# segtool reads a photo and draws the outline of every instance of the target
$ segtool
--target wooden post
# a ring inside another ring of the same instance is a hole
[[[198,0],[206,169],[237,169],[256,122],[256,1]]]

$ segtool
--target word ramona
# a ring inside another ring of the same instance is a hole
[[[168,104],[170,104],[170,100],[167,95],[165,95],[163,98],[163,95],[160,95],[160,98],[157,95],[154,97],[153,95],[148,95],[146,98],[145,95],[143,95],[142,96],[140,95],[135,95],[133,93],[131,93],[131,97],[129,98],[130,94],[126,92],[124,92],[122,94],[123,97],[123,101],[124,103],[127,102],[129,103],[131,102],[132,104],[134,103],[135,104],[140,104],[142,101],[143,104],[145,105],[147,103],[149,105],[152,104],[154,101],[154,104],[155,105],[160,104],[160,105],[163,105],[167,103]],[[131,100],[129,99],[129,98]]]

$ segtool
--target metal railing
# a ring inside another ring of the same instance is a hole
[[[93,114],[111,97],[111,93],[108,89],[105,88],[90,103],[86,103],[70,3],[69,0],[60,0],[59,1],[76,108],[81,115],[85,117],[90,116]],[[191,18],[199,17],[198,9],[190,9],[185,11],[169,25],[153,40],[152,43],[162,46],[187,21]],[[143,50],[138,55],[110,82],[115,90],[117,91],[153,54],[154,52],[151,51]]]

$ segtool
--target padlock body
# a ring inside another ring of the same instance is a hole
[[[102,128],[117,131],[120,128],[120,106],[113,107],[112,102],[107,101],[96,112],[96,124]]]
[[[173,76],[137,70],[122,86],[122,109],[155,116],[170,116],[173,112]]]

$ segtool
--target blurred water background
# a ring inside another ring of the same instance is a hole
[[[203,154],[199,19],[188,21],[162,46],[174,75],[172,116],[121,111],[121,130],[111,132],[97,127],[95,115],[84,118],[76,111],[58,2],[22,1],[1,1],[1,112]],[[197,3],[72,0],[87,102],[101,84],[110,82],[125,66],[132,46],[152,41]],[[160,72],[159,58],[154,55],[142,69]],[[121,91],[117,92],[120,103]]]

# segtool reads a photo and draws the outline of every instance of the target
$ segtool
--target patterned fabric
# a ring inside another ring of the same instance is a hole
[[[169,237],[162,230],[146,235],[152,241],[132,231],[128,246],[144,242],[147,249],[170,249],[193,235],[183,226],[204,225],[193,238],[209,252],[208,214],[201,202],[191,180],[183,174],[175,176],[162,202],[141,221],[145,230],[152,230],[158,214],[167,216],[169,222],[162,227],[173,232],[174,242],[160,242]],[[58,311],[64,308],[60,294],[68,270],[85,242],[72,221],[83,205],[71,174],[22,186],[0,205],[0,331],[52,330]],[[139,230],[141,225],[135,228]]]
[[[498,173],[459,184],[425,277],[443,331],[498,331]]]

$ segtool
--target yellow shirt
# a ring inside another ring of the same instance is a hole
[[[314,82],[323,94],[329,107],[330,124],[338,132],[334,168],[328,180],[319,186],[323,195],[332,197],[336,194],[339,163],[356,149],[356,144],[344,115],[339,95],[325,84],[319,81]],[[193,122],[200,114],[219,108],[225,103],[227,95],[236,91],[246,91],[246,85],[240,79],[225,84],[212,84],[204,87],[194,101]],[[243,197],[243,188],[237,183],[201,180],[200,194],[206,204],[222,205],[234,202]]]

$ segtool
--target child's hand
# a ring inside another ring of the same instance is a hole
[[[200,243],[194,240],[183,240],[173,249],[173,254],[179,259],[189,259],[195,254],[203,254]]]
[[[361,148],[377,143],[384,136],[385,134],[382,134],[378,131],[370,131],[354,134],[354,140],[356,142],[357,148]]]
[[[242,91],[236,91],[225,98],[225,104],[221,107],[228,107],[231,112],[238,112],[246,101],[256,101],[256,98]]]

* _YOUR TASK_
Put every line from the start of the entries through the line with "[[[198,0],[206,169],[237,169],[256,122],[256,1]]]", both included, into a numbered list, leaving out any blank lines.

* _OUTPUT FOR THIS TASK_
1. # segtool reads a photo and draws the outline of every instance of the target
2. $ segtool
3. --target wooden post
4. # a ring inside another ring of the same instance is a hole
5. [[[198,0],[206,169],[237,169],[256,122],[256,1]]]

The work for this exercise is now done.